Prompt a: According to the film article, how long does the introductory narration of I Know Where I'm Going! last?

Source excerpt:
Still taken from I Know Where I’m Going!, directed by Michael Powell and Emeric Pressburger. Image: BFI.


This opening narration introduces the audience to Joan Webster, protagonist of the 1945 romantic-comedy I Know Where I’m Going! The introductory narration lasts a total of two minutes and twenty-four seconds, but in this limited time, the audience witnesses Joan transform from baby to adult woman. Mere minutes later, the main dramatic tension is established: Joan is leaving her father and life in Manchester to travel to the fictional Isle of Killoran in Scotland to marry Sir Robert Berringer, “one of the wealthiest men in England”. Her desire to do this takes her on a journey in both literal and metaphorical terms. Far from a time-specific spout of wartime propaganda or escapist frivolity, I Know Where I’m Going! (IKWIG!) is a crucial demonstration of Michael Powell and Emeric Pressburger’s ability to express wartime anxieties, ranging from gender to nationhood, through a visual language that has delighted audiences, both in 1945 and in the present age. A major restoration of the film has been undertaken ahead of the season, Cinema Unbound: The Creative Worlds of Powell and Pressburger, to elevate the film to the recognition of other technicolour pictures by The Archers (the official title of their production company).


Why now? For head curator Robin Baker, the programme’s aim is to revitalise public interest in Michael Powell and Emeric Pressburger, and reiterate their position as “bold, subversive, and iconoclastic” innovators of British cinema. Theirs was a creative partnership that spanned twenty-four films and over thirty years, creating many canonised classics of twentieth century British cinema, such as A Matter of Life and Death (homaged in 2008 by Aardman animation studios in Wallace and Gromit: A Matter of Loaf and Death), and The Red Shoes (the inspiration for Kate Bush’s 1993 album of the same name). Therefore, the programme is intended to introduce younger audiences to their work and exhibit the influences their narrative styles and visual language has had on a breadth of professional creatives. For a thorough and inspiring analysis of Powell and Pressburger’s myriad of influences on modern culture, I encourage the viewing of ‘The Immortal Cinema of Powell and Pressburger: BFI video essay’ published to the BFI’s YouTube channel on 16 October 2023. One of the strengths of the programme lies in the BFI’s use of social media to provide additional material and supplement the film screenings with an exhibition at British Film Institute (BFI) Southbank, and interviews with fans of the partnership, such as a Q&A with choreographer Matthew Bourne and a screening of his reinterpretation of the drama.

Labeled contour entries

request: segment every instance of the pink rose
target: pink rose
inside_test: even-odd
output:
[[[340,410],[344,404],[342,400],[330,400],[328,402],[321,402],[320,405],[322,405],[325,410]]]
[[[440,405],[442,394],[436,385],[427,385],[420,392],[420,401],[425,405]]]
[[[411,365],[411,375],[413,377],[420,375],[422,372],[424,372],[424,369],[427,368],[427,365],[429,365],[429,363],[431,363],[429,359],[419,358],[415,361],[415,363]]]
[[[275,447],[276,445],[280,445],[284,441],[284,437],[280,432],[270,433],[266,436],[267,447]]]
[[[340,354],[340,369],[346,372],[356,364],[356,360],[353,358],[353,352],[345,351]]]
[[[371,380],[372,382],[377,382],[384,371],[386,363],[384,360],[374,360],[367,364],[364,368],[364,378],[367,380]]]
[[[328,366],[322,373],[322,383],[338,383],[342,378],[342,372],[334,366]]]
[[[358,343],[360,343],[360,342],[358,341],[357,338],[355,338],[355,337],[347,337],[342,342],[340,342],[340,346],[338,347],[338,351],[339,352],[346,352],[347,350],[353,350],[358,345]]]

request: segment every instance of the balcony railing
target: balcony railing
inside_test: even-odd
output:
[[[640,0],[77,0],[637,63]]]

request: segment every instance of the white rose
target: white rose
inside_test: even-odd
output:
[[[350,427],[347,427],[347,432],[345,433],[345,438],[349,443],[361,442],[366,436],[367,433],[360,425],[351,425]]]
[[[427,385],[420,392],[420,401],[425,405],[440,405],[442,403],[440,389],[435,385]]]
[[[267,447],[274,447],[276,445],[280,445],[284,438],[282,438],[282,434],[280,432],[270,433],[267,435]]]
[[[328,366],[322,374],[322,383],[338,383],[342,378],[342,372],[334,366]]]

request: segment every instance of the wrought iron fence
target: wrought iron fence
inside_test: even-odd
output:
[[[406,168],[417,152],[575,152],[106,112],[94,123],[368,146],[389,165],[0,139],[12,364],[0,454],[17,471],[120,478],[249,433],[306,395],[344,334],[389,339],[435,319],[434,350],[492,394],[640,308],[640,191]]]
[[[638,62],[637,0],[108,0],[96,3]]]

Prompt b: In the rows, rewrite the lines from the one containing "request: segment every instance of the balcony" through the one containing "[[[640,0],[77,0],[637,63]]]", inclusive, as a numbered list, leaving out blank lines.

Correct result a: Two minutes and twenty-four seconds.

Correct result b:
1. request: segment every instance of the balcony railing
2. target: balcony railing
3. inside_test: even-odd
4. output:
5. [[[640,0],[77,0],[637,63]]]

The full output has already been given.